- [PROMPT]:
An exact transcription of all the data is required, with every image removed.

(Data entries)
----

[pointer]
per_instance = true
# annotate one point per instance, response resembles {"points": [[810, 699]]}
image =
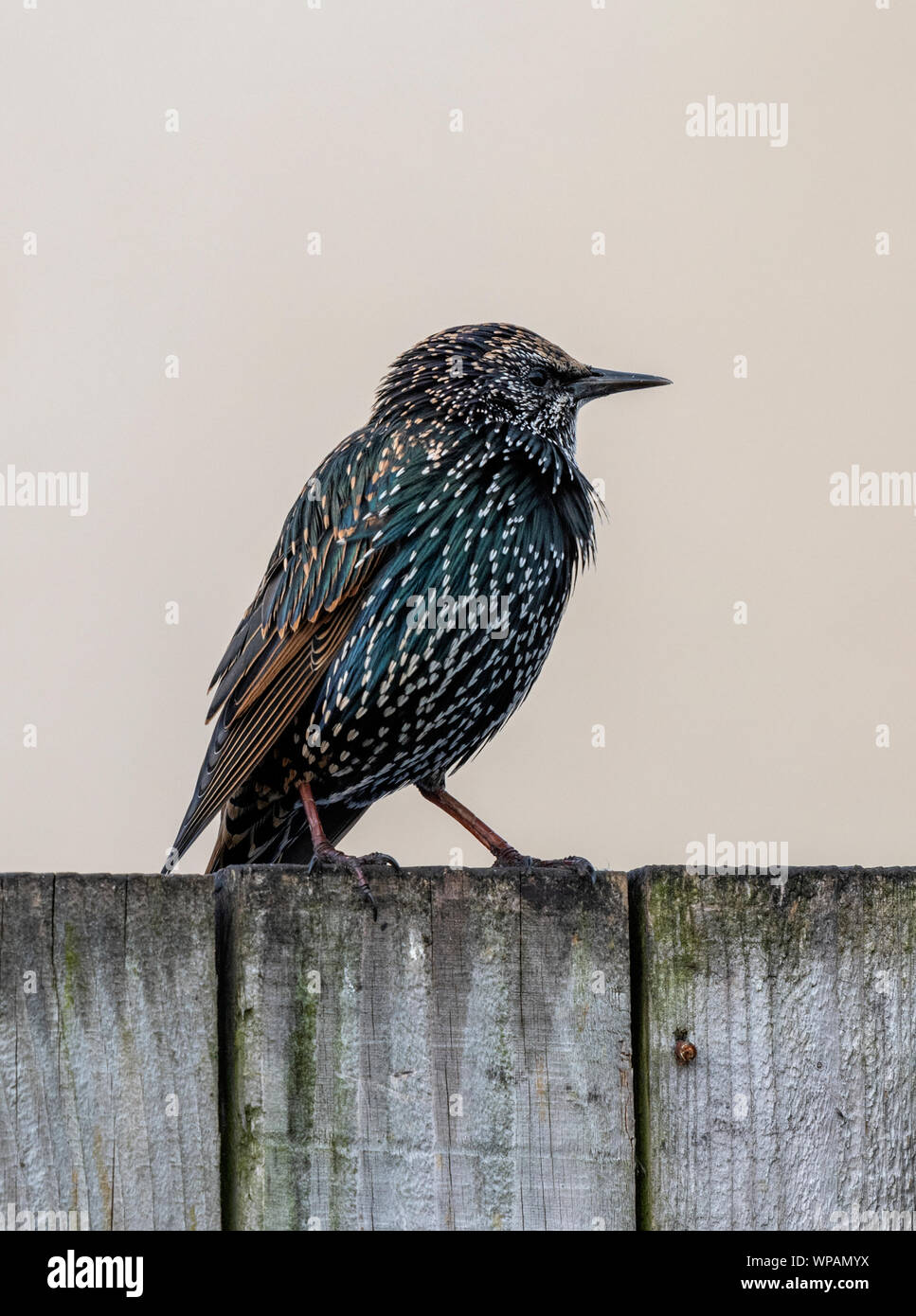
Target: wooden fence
{"points": [[497, 1052]]}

----

- [RESULT OF THIS TASK]:
[pointer]
per_instance = true
# annotate one point per instance, response resembles {"points": [[810, 699]]}
image =
Target: wooden fence
{"points": [[497, 1052]]}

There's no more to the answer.